> SUPPLIED MATERIAL:
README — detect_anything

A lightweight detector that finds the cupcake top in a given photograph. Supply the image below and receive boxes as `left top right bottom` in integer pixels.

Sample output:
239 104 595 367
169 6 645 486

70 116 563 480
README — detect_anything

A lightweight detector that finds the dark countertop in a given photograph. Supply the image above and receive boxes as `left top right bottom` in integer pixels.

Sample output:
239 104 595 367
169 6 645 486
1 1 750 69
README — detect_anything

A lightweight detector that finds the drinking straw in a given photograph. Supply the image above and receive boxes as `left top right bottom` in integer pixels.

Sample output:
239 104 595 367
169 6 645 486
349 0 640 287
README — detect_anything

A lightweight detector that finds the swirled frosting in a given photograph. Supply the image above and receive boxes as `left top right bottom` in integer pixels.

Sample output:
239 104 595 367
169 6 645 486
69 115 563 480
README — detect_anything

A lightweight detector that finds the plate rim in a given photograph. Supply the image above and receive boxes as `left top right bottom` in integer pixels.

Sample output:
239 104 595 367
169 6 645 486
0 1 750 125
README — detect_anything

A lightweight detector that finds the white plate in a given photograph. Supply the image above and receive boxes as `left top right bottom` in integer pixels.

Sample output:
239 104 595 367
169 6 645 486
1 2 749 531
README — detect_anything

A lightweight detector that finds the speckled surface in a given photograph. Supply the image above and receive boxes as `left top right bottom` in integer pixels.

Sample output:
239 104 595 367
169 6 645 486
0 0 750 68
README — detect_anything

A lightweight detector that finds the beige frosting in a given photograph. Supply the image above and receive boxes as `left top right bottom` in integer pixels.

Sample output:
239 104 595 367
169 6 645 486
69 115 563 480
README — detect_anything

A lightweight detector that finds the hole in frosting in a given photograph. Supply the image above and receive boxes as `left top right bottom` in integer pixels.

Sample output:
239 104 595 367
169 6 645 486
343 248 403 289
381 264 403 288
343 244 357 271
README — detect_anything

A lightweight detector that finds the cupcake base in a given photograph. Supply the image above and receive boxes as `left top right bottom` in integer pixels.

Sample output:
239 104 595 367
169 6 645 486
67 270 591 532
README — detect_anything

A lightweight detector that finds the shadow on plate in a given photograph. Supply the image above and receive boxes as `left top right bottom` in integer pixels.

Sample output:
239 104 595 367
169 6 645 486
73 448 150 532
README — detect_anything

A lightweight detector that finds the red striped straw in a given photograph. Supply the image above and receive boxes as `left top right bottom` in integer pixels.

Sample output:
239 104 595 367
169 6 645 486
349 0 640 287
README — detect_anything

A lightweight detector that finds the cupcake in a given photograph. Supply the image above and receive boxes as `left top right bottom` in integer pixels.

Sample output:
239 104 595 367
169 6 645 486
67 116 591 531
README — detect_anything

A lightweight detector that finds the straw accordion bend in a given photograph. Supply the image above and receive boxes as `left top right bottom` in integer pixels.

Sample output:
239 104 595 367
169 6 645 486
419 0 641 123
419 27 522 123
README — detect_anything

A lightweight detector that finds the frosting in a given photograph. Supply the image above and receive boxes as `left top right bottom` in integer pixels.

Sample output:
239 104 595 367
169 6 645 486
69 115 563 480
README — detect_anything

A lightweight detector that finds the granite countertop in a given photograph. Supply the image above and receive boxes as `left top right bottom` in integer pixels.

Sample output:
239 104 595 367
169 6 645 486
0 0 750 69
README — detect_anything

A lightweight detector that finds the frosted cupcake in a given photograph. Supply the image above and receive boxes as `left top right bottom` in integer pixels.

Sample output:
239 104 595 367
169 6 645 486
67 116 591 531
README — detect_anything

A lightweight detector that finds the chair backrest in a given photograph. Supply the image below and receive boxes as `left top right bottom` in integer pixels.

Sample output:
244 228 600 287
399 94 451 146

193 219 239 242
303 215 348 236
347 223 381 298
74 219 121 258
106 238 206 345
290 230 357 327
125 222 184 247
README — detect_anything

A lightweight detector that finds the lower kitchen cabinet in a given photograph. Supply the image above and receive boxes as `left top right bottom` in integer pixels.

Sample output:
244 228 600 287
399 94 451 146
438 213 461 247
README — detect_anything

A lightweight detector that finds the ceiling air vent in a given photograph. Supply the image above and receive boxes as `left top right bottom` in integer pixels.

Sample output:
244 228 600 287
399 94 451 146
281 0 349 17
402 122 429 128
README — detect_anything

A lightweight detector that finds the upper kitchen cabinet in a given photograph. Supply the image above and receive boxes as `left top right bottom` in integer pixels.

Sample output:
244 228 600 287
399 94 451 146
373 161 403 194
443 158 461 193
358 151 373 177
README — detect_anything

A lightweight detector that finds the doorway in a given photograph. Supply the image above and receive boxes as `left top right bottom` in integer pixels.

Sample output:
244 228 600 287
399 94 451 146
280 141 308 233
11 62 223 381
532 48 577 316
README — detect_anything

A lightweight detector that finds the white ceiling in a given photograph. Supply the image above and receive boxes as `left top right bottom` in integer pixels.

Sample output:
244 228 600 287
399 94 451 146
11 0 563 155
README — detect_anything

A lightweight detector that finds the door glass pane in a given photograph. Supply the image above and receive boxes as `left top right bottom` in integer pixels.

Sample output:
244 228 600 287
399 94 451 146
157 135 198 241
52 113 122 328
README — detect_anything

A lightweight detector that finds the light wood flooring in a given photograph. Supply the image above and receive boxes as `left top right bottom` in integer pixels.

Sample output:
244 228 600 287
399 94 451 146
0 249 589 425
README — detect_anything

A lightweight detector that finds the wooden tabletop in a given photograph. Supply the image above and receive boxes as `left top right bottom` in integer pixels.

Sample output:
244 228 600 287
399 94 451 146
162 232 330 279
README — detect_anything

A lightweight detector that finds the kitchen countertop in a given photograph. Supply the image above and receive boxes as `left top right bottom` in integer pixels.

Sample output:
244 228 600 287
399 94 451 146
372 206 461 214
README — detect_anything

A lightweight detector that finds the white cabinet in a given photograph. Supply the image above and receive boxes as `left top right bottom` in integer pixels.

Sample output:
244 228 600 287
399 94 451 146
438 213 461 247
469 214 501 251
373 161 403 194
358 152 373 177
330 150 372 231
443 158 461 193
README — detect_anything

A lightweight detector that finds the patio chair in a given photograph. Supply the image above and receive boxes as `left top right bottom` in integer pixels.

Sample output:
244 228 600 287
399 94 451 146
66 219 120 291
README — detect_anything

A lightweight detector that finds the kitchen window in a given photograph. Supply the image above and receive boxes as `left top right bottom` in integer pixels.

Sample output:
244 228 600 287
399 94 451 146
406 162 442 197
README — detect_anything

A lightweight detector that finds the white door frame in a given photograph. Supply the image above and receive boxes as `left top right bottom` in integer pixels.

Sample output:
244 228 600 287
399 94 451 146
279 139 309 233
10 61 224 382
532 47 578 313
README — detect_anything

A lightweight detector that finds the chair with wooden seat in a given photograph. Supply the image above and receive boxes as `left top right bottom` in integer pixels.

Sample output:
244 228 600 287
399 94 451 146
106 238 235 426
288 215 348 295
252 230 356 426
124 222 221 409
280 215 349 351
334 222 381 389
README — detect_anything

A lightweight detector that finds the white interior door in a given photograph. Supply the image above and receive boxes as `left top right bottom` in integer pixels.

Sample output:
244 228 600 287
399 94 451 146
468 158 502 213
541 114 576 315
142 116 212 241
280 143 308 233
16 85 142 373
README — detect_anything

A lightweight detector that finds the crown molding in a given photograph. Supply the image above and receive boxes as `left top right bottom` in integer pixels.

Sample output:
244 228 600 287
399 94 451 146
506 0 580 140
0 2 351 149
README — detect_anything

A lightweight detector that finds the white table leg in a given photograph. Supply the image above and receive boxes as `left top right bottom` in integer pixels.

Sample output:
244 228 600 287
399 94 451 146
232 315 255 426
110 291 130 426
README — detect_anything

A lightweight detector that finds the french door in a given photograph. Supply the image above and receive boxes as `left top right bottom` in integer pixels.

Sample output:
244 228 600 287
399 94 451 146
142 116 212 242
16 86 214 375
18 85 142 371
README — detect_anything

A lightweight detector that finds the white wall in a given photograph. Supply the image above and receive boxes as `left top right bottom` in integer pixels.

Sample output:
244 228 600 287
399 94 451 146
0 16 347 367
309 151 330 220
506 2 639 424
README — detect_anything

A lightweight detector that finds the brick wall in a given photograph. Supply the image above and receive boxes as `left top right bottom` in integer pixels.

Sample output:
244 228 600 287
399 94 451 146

> YOUR OBJECTIVE:
Please return all lines in the material above that include the word "straw".

> SOLUTION BELOW:
A lightweight detector that finds the drinking straw in a given photograph. Supply the image above and receive boxes as `left top right bottom` in integer pixels.
A lightweight detector that finds the red striped straw in a given photograph. Supply the image above and receive boxes as `left top right bottom` in integer pixels.
A lightweight detector that finds the straw accordion bend in a given photograph. Supply the image above and receive boxes as `left top right bottom` in integer pixels.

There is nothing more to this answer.